● LESETEXT
•••••
Wertvolle Zeit, die auch für Teilnehmer_innen von Integrationskursen verloren ging und die unbedingt aufgearbeitet werden müsse. „Der Integrationsprozess ist lang, er sollte nicht unterbrochen werden. Es muss Angebote geben, damit man nicht aufhört, Deutsch zu lernen“, äußerte sich Tarek Saad, Vorstandsmitglied der SPD Schleswig-Holstein und selbst ehemaliger Integrationskursteilnehmer, besorgt. Dabei war sein Anliegen die spezifische Situation der unterschiedlichen Kursteilnehmenden mitzudenken, wie z.B. die der Alleinerziehenden. Er forderte außerdem eine Ausgleichsmöglichkeit der verlorenen Stunden für Kursteilnehmer_innen.
•••••
● DATENAUSZÜGE
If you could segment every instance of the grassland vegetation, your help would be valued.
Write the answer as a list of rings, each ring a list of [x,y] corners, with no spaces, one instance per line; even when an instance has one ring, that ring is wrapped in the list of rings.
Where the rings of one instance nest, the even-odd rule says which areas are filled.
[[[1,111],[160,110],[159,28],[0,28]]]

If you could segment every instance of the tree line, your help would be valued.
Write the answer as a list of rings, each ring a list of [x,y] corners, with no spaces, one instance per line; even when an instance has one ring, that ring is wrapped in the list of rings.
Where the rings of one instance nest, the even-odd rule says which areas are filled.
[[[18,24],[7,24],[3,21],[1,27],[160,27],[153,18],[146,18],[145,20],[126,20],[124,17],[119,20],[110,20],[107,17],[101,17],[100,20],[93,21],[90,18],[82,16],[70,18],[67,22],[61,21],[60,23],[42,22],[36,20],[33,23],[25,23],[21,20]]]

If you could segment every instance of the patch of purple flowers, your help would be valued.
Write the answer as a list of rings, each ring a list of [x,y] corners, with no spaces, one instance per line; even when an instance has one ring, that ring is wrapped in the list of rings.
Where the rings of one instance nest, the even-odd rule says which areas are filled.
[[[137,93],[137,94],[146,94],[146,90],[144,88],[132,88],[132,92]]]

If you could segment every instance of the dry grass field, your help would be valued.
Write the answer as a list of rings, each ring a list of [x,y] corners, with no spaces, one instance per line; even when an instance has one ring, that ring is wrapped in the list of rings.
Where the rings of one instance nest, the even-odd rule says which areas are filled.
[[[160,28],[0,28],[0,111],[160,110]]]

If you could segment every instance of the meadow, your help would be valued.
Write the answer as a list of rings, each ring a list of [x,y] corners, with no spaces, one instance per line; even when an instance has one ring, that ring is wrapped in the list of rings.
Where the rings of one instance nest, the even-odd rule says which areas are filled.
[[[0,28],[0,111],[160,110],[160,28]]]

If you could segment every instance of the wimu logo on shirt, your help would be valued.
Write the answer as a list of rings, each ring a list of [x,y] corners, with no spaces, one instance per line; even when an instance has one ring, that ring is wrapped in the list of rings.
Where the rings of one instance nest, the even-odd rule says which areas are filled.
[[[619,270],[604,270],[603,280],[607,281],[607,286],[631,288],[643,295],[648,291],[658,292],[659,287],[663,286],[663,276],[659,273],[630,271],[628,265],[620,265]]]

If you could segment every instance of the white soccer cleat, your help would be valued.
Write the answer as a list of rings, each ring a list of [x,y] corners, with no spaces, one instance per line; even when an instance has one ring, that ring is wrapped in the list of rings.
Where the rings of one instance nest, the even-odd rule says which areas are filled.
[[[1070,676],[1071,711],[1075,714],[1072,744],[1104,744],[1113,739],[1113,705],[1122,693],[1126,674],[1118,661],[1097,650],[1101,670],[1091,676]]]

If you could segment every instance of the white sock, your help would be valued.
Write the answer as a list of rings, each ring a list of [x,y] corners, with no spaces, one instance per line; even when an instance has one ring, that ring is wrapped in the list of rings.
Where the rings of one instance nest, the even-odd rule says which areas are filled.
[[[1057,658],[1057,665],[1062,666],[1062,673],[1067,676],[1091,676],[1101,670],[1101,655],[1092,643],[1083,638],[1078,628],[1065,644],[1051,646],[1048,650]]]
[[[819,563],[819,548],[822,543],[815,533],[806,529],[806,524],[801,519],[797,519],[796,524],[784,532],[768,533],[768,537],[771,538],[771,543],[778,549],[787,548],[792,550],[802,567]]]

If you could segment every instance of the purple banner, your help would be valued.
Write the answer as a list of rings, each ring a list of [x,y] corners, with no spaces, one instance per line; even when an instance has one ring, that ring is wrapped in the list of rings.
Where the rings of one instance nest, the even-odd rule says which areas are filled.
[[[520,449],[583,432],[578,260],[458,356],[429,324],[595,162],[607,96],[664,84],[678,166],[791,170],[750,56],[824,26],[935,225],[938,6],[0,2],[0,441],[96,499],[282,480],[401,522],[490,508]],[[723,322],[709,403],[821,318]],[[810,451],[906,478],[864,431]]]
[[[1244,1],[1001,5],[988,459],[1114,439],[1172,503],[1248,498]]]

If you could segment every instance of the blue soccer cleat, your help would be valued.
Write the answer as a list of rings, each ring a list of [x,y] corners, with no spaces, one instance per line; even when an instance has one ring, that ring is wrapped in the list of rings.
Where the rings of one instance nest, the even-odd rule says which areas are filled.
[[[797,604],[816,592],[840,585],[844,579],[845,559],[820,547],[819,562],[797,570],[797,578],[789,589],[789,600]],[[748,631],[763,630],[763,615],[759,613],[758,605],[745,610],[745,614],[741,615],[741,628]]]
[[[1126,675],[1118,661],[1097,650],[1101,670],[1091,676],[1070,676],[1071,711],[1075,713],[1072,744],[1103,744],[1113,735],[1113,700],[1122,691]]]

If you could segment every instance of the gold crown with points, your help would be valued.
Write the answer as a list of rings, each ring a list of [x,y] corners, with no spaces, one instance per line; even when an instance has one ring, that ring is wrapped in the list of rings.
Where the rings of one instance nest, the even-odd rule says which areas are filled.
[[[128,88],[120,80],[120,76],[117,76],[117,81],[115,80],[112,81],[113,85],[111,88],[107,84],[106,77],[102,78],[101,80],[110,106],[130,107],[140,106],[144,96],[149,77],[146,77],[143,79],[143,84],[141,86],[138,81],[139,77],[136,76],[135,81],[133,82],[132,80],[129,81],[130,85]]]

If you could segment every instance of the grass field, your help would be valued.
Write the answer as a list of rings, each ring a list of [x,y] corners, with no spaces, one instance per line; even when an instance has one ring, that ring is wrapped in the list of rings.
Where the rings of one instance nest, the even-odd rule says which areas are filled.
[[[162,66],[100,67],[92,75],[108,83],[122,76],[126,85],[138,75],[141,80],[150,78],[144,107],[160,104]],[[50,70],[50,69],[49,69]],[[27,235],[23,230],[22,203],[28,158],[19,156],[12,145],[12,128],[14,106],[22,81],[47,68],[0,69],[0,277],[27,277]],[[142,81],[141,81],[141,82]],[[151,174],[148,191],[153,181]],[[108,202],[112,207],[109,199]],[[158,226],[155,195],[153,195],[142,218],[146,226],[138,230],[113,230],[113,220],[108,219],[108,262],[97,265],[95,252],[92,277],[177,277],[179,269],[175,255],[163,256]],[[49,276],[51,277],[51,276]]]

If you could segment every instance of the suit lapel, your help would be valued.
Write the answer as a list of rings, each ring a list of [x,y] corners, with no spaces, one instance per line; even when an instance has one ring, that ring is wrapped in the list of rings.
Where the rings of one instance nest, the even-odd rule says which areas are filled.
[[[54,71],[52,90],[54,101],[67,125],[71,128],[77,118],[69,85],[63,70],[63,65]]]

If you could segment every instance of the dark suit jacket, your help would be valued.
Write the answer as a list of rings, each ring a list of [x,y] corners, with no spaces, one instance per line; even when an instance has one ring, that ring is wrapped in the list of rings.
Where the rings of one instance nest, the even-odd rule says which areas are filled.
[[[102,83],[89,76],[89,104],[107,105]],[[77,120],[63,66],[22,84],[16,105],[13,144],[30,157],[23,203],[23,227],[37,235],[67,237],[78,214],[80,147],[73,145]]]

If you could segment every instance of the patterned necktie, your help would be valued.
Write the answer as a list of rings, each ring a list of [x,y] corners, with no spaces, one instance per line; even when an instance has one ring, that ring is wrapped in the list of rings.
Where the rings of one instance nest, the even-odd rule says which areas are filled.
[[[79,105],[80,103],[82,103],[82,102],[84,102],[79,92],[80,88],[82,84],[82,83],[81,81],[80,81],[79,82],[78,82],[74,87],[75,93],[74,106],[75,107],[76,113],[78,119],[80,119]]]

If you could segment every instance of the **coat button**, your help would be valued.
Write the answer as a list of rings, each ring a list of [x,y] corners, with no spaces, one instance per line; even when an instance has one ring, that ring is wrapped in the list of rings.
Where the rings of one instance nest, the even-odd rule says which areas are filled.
•••••
Schreiben Sie bitte den Lesetext über Integrationskurse vollständig und wortgetreu ab. Maßgeblich ist allein der Lesetext.

● ERGEBNIS FOLGT
Wertvolle Zeit, die auch für Teilnehmer_innen von Integrationskursen verloren ging und die unbedingt aufgearbeitet werden müsse. „Der Integrationsprozess ist lang, er sollte nicht unterbrochen werden. Es muss Angebote geben, damit man nicht aufhört, Deutsch zu lernen“, äußerte sich Tarek Saad, Vorstandsmitglied der SPD Schleswig-Holstein und selbst ehemaliger Integrationskursteilnehmer, besorgt. Dabei war sein Anliegen die spezifische Situation der unterschiedlichen Kursteilnehmenden mitzudenken, wie z.B. die der Alleinerziehenden. Er forderte außerdem eine Ausgleichsmöglichkeit der verlorenen Stunden für Kursteilnehmer_innen.